◆ **Written instruction**: Please repeat the material below word for word, line by line, with nothing changed.

◆ **Records supplied**:
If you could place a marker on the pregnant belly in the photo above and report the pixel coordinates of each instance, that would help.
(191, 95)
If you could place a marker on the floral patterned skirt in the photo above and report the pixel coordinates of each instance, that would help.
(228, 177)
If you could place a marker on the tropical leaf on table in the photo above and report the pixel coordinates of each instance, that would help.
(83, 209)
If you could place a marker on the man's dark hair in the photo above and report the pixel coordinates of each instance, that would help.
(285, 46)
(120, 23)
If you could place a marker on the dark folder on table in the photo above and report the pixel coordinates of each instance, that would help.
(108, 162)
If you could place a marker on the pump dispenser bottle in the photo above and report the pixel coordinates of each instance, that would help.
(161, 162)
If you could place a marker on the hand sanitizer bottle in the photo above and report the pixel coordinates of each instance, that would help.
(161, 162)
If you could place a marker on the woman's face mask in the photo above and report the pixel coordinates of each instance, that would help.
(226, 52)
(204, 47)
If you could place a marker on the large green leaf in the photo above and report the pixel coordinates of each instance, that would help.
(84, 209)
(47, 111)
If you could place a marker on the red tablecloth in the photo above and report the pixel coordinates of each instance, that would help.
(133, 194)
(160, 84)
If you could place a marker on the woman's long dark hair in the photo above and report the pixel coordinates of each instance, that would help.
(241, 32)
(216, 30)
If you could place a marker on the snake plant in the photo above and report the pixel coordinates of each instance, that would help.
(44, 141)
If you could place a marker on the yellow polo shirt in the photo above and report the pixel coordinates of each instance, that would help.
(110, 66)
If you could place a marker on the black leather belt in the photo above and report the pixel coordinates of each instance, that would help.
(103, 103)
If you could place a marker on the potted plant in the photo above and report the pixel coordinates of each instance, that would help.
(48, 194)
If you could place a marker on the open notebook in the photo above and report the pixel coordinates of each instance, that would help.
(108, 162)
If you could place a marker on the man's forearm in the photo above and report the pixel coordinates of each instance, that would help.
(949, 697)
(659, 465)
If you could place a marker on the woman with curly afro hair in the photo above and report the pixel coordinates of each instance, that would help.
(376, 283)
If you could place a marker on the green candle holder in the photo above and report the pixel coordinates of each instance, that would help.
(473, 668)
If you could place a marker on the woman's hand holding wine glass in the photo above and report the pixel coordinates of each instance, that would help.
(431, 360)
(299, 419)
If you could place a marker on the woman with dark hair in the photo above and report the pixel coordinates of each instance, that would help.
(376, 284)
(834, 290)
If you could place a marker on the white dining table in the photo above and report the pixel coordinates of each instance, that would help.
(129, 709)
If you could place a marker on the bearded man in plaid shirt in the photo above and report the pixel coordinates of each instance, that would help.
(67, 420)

◆ **Task output**:
If you could place a marker on the pregnant belly in the photo above and report the pixel coordinates of each instance, that would help.
(191, 95)
If you could place a marker on the floral patterned skirt in the photo above and report the pixel coordinates of each instance, that would help.
(228, 177)
If you could place a marker on the tropical leaf on table in the photo above and report the pixel coordinates of each instance, that would help.
(83, 209)
If you could place a marker on the man's dark hair in the photo above and report the pixel coordinates of each instance, that would help.
(285, 46)
(120, 23)
If you could place a marker on the dark folder on table in the photo above and report the pixel coordinates of each instance, that would help.
(108, 162)
If you could place a marker on the pump dispenser bottle in the photo above and report the pixel coordinates of each instance, that would help.
(161, 162)
If you could place a marker on the hand sanitizer bottle in the photo above and report the pixel coordinates of each instance, that would help.
(161, 162)
If you could place a marker on the woman's face mask in the photo above and report the pixel coordinates of each instance, that would help.
(226, 52)
(204, 47)
If you could place a marker on the large green leaf in the photo above and report the pixel coordinates of each instance, that would help.
(84, 209)
(47, 111)
If you could place a marker on the red tablecloth in the photo above and report the pixel coordinates of each instance, that would help.
(133, 194)
(160, 84)
If you could place a marker on the woman's long dark hair in the photo above and report the pixel coordinates of each instance, that would help.
(241, 32)
(216, 30)
If you could place a marker on the snake plant in the photo above and report the pixel coordinates of each instance, that would help.
(44, 141)
If you could place a marker on the yellow polo shirt in the photo above and report the pixel coordinates of each instance, that would help.
(110, 66)
If you could place a marker on the black leather belt in the photo above and report the pixel coordinates of each instance, that would help.
(103, 103)
If you could place a marker on the potted plant in the photo above and report the pixel coordinates of each instance, that would help.
(48, 194)
If you could place a marker on the open notebook in the photo above and report the pixel coordinates of each instance, that would help.
(108, 162)
If you could place a marker on the man's forearm in the photo above and report the pixel coordinates of each instance, that would help.
(949, 697)
(659, 465)
If you could place a marker on the woman with curly afro hair in the photo above and report the pixel coordinates of each instance, that would help.
(376, 283)
If you could place a marker on the green candle holder in the photo above and report the pixel coordinates of each instance, that would help.
(473, 668)
If you could place a marker on the woman's hand holding wine glass in the photo above and report the pixel coordinates of each instance, that would help.
(431, 360)
(299, 419)
If you could place a marker on the woman with dark hair in the photo above and report the pixel coordinates of each instance, that would help.
(376, 284)
(834, 290)
If you could place a marker on the white dining table in the photo above and report the pixel coordinates of each instance, that would help.
(129, 709)
If you could place a marker on the bearded man in plaid shirt in the photo above and report the pixel coordinates of each instance, that would help.
(67, 420)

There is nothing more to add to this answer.